■ PROBLEM STATEMENT:
Nothing may differ between your reply and the listing that follows.

***** EXERCISE DATA *****

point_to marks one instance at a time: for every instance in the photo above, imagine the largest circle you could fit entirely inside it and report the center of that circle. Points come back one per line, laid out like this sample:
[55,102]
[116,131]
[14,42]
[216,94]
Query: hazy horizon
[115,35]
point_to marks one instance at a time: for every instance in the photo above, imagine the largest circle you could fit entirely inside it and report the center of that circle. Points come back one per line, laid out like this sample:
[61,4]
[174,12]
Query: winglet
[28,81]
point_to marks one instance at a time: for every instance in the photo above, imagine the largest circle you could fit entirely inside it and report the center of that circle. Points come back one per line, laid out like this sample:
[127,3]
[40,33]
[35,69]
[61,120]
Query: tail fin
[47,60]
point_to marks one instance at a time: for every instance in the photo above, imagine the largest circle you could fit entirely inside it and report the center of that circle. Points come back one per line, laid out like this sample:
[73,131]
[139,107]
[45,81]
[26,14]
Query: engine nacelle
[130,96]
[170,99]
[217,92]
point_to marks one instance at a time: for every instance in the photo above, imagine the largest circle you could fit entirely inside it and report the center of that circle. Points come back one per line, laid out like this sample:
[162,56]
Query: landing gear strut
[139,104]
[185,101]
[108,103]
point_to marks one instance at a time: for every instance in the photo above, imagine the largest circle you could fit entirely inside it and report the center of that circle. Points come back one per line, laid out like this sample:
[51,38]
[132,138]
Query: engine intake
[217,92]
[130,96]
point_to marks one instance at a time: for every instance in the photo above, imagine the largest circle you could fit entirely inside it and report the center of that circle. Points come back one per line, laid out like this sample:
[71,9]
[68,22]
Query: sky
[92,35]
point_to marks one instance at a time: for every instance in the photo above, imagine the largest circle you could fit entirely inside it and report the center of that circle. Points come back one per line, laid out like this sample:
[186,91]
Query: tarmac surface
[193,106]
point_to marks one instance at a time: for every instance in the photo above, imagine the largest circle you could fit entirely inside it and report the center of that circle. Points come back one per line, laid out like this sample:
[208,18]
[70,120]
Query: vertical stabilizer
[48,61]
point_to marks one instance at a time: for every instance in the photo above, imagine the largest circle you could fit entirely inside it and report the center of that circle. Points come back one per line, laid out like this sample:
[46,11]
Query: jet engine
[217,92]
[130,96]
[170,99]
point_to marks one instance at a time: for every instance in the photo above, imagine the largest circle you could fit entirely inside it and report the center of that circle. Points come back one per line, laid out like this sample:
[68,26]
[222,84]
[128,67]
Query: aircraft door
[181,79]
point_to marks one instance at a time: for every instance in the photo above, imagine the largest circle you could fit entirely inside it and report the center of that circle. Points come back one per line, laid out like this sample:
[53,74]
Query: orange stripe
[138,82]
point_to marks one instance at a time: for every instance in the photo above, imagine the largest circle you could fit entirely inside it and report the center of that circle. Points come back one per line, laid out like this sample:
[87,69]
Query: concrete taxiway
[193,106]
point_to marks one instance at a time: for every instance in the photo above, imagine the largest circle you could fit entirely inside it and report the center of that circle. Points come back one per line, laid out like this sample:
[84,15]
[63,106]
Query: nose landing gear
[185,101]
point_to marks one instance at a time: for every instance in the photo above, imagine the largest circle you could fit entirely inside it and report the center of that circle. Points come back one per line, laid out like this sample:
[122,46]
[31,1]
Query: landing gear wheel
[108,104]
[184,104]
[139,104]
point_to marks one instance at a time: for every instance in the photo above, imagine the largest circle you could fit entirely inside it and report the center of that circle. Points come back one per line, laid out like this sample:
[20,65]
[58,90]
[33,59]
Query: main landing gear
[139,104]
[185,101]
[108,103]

*****

■ RESPONSE:
point_to marks one instance at a time: for every instance in the photo above, imagine the largest circle you could fit entirely inside it and report the center of that circle. Points come back one per line, laid out like this sample:
[55,102]
[116,131]
[14,42]
[216,94]
Query: hazy horizon
[115,35]
point_to marks one instance at a time: for every instance in the photo above, imagine the largest circle you could fit entirely inside it and report the center of that circle. Points come back one per line, laid out like this sample:
[61,4]
[174,12]
Query: winglet
[28,81]
point_to marks one instance at a time: for every instance in the photo above, imagine the largest circle you could fit entirely inside it and report the center of that circle. Points come back one per line, laid out like this sample:
[127,3]
[40,33]
[35,69]
[61,120]
Query: tail fin
[47,60]
point_to marks one instance at a time: for every instance in the photo above, imagine the largest circle you could fit entirely inside it and report the center of that circle. Points come back one per line, laid out like this sample:
[73,131]
[139,107]
[45,81]
[26,14]
Query: engine nacelle
[130,96]
[170,99]
[217,92]
point_to marks one instance at a time: for every instance in the photo above, imagine the largest circle you could fit entirely inside it and report the center of that circle. Points come back one per line, laid out like this sample:
[162,56]
Query: landing gear strut
[139,104]
[185,101]
[108,103]
point_to marks one instance at a time: for every instance in the photo above, imagine the largest circle you could fit entirely inside it and report the center of that circle. Points come back one per line, laid out like this sample:
[51,38]
[132,138]
Query: engine intake
[217,92]
[130,96]
point_to marks one instance at a time: for every instance in the photo above, imagine the largest circle you could fit entirely inside it and report the center of that circle. Points come back one per line, laid out like this sample:
[71,9]
[68,22]
Query: sky
[92,35]
point_to marks one instance at a time: for every instance in the photo above, imagine the largest circle you could fit entirely inside it and report the center of that circle. Points come back one per line, laid out like this sample:
[186,91]
Query: tarmac surface
[193,106]
point_to marks one instance at a time: for every instance in the photo above, imagine the largest circle you could fit entirely inside it and report the center of that circle. Points come back one per line, laid out like this sample:
[208,18]
[70,120]
Query: vertical stabilizer
[48,61]
point_to marks one instance at a time: for every instance in the photo above, imagine the largest circle you could fit entirely inside it and report the center of that circle. Points come back one per line, laid out like this sample:
[46,11]
Query: jet engine
[217,92]
[130,96]
[170,99]
point_to marks one instance at a time: for every instance in the photo above, imagine the largest circle you could fit entirely inside it and report the center of that circle. Points come back one per line, laid out like this sample:
[68,26]
[222,84]
[128,67]
Query: aircraft door
[181,79]
point_to marks one instance at a time: for every instance in the photo above, imagine the largest circle you could fit entirely inside it and report the center of that circle. Points come back one per line, laid out like this sample:
[53,74]
Query: orange stripe
[138,82]
point_to marks one instance at a time: for every instance in the photo above, imagine the largest circle you could fit entirely inside it and report the center of that circle. Points come back one per line, laid out like this sample:
[87,69]
Query: concrete taxiway
[193,106]
point_to marks one instance at a time: for every instance in the photo above, imagine the largest circle you could fit entirely inside it and report the center of that circle. Points come back one per line, laid out like this sample:
[84,15]
[63,106]
Query: nose landing gear
[185,101]
point_to marks one instance at a time: for every instance in the photo above, imagine the largest circle you could fit entirely inside it and report the center of that circle. Points come back one per line, laid out like this sample:
[122,46]
[31,1]
Query: landing gear wheel
[108,104]
[184,104]
[139,104]
point_to marks one instance at a time: for every instance in the photo above, imagine the largest circle you could fit entirely inside it and report the center of that circle. Points come back one per line, laid out like this sample:
[20,65]
[58,90]
[33,59]
Query: main landing gear
[139,104]
[185,101]
[108,103]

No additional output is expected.